About this task:
The entries below need to be transcribed verbatim.
/---
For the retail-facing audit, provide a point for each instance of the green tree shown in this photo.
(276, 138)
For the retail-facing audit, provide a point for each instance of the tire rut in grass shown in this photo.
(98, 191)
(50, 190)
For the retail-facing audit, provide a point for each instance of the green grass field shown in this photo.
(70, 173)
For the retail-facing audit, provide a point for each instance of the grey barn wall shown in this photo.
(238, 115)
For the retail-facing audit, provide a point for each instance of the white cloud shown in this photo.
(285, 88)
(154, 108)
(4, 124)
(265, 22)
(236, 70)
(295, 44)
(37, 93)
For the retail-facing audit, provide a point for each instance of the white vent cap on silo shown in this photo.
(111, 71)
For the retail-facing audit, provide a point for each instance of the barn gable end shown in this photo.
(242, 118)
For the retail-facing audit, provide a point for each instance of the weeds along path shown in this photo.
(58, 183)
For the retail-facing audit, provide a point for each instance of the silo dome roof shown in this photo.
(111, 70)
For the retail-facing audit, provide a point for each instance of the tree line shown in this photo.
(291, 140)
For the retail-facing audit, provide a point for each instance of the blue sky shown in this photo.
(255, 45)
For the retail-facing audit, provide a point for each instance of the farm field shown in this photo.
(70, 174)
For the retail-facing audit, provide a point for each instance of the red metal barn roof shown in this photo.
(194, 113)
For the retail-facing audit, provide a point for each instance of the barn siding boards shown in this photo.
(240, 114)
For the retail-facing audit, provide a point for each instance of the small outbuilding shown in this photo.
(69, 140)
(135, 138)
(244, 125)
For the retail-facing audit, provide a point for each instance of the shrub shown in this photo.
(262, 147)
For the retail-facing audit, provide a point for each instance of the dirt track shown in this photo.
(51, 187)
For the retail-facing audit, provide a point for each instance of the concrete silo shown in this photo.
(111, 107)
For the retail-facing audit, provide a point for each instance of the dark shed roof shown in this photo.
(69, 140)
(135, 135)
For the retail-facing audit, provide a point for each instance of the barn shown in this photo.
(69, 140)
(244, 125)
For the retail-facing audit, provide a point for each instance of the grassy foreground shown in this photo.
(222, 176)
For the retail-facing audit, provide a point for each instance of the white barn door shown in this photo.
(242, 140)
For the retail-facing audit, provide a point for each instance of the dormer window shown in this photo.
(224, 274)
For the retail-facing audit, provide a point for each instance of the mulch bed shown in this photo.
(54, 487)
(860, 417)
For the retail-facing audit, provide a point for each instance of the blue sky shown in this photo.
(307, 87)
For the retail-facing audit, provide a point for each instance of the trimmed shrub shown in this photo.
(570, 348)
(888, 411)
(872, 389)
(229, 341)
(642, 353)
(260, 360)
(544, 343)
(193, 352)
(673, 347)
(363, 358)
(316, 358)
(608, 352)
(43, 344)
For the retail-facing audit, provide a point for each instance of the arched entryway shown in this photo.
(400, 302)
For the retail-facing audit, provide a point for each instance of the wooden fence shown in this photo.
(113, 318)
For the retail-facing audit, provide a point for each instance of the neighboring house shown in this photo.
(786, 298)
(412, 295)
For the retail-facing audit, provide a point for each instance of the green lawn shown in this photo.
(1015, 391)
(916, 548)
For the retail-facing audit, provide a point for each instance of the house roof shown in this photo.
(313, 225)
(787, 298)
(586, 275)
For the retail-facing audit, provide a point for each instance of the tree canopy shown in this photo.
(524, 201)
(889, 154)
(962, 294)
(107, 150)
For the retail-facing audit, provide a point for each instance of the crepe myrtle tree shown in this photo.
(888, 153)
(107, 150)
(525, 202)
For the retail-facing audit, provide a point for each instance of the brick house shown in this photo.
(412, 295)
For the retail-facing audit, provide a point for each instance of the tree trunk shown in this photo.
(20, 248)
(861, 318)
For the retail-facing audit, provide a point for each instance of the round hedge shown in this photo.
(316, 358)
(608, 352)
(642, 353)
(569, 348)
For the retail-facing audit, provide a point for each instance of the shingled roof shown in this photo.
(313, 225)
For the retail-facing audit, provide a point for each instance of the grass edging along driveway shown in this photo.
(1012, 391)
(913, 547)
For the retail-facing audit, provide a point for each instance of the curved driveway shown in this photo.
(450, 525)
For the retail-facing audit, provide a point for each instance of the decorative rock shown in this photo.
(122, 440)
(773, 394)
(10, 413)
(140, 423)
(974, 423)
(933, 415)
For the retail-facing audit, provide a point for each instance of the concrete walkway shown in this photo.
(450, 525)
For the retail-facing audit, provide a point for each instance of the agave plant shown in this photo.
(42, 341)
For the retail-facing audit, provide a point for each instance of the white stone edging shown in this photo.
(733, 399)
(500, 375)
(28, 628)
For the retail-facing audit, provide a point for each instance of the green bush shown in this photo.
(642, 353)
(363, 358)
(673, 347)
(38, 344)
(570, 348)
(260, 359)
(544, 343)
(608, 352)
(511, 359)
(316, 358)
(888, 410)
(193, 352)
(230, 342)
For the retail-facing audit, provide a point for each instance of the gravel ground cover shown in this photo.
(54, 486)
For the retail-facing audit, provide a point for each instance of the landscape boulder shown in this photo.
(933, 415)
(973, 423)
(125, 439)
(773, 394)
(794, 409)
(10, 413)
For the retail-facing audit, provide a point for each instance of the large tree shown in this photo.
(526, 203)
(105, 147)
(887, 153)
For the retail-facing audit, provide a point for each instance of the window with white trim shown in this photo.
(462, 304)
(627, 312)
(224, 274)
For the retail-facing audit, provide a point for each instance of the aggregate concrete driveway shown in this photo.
\---
Expected answer:
For the retail-facing audit, provide a point for each instance of the green tree shown in this photo.
(276, 138)
For the retail-facing audit, provide a point for each instance of the tire rut in grass shown in this photo.
(98, 191)
(50, 190)
For the retail-facing audit, provide a point for each instance of the green grass field shown in this photo.
(70, 173)
For the retail-facing audit, provide a point for each instance of the grey barn wall shown in this photo.
(238, 115)
For the retail-facing audit, provide a point for each instance of the white cloud shown in this photo.
(285, 88)
(154, 108)
(4, 124)
(265, 22)
(236, 70)
(295, 44)
(37, 93)
For the retail-facing audit, provide a point for each instance of the white vent cap on silo shown in this photo.
(111, 71)
For the retail-facing audit, provide a point for each instance of the barn gable end shown in this photo.
(242, 118)
For the retail-facing audit, provide a point for each instance of the weeds along path shown in this photo.
(58, 183)
For the retail-facing audit, provide a point for each instance of the silo dome roof shown in this photo.
(111, 70)
For the retail-facing audit, provide a point for each instance of the tree line shown in this photo.
(291, 140)
For the retail-facing audit, provide a point for each instance of the blue sky shown in this photo.
(255, 45)
For the retail-facing audit, provide a point for each instance of the farm field shown in this photo.
(70, 174)
For the retail-facing audit, provide a point for each instance of the red metal barn roof shown in this photo.
(194, 113)
For the retail-facing audit, provide a point for each instance of the barn siding boards shown in this photo.
(240, 114)
For the retail-facing audit, provide a point for each instance of the small outbuilding shown in this photo.
(69, 140)
(135, 138)
(244, 125)
For the retail-facing audit, provide a point for each instance of the shrub shown in this photo.
(262, 147)
For the retail-facing audit, provide a point for each instance of the dirt track shown in this photo.
(51, 187)
For the retail-facing audit, provide a point for each instance of the concrete silo shown in this photo.
(111, 107)
For the retail-facing audit, provide a point for each instance of the dark shed roof shown in this photo.
(69, 140)
(135, 135)
For the retail-facing audit, provide a point for each instance of the barn shown in this photo.
(69, 140)
(244, 125)
For the retail-facing audit, provide a point for each instance of the grassy foreground shown in this photo.
(222, 176)
For the retail-facing audit, provide a point for each instance of the white barn door shown in this photo.
(242, 140)
For the retail-facing audit, provide a point for each instance of the dormer window shown in this photo.
(224, 274)
For the retail-facing audit, provide a point for each instance of the mulch bed shown in this photo.
(54, 487)
(860, 417)
For the retail-facing audit, provide a point for each instance of the blue sky shown in this photo.
(307, 87)
For the retail-facing audit, provide a point for each instance of the trimmed shrub shown in this photo.
(570, 348)
(888, 411)
(872, 389)
(229, 341)
(642, 353)
(260, 360)
(544, 343)
(193, 352)
(673, 347)
(363, 358)
(316, 358)
(608, 352)
(43, 344)
For the retail-facing audit, provide a point for each instance of the arched entryway shown in this photo.
(400, 302)
For the retail-facing audit, provide a point for each instance of the wooden fence shown in this photo.
(113, 318)
For the retail-facing audit, provide a point for each instance of the neighboring house shown in this photo.
(786, 298)
(412, 295)
For the retail-facing audit, provide a point for each instance of the green lawn shown in this photo.
(1015, 391)
(916, 548)
For the retail-facing audit, provide a point for each instance of the house roof shown in this photo.
(313, 225)
(787, 298)
(586, 275)
For the retail-facing audit, provide a point for each instance of the tree canopy shown in this photo.
(524, 201)
(889, 154)
(962, 294)
(107, 150)
For the retail-facing audit, provide a point for each instance of the crepe myrtle tree shown in this photo.
(888, 153)
(107, 150)
(525, 202)
For the retail-facing audit, provide a point for each instance of the brick house shown in this photo.
(412, 295)
For the retail-facing audit, provide a point for each instance of the tree trunk shown in this photo.
(20, 248)
(861, 318)
For the retail-facing audit, provide a point for each instance of the round hedge shown in this photo.
(316, 358)
(608, 352)
(642, 353)
(569, 348)
For the retail-facing audit, provide a point for each instance of the shingled roof shown in this photo.
(313, 225)
For the retail-facing audit, provide a point for each instance of the grass edging along driveway shown in this photo.
(1012, 391)
(913, 547)
For the retail-facing audit, provide a point for each instance of the curved driveway shown in this photo.
(450, 525)
For the retail-facing audit, provide a point for each instance of the decorative rock shown in this photo.
(122, 440)
(773, 394)
(10, 413)
(140, 423)
(974, 423)
(933, 415)
For the retail-facing audit, provide a point for each instance of the concrete walkway shown in this photo.
(450, 525)
For the retail-facing audit, provide a point for each instance of the agave plant shown in this photo.
(42, 341)
For the retail-facing audit, provide a point for each instance of the white stone edging shown in this photo.
(733, 399)
(500, 375)
(28, 628)
For the retail-facing audit, provide a point for each instance of the green bush shown in this photo.
(642, 353)
(363, 358)
(673, 347)
(38, 344)
(570, 348)
(260, 359)
(544, 343)
(608, 352)
(511, 359)
(316, 358)
(888, 410)
(193, 352)
(230, 342)
For the retail-facing audit, provide a point for each instance of the gravel ground cover shown in this photo.
(54, 486)
For the retail-facing audit, provide a point for each instance of the landscape boulder shown in this photo.
(933, 415)
(973, 423)
(125, 439)
(773, 394)
(794, 409)
(10, 413)
For the retail-facing audit, provide a point for each instance of the large tree shown in this photo.
(526, 203)
(105, 147)
(887, 153)
For the retail-facing audit, provide a point for each instance of the window with white trim shown in this photo.
(462, 304)
(627, 312)
(224, 274)
For the retail-facing audit, provide a point for each instance of the aggregate concrete driveway shown in this photo.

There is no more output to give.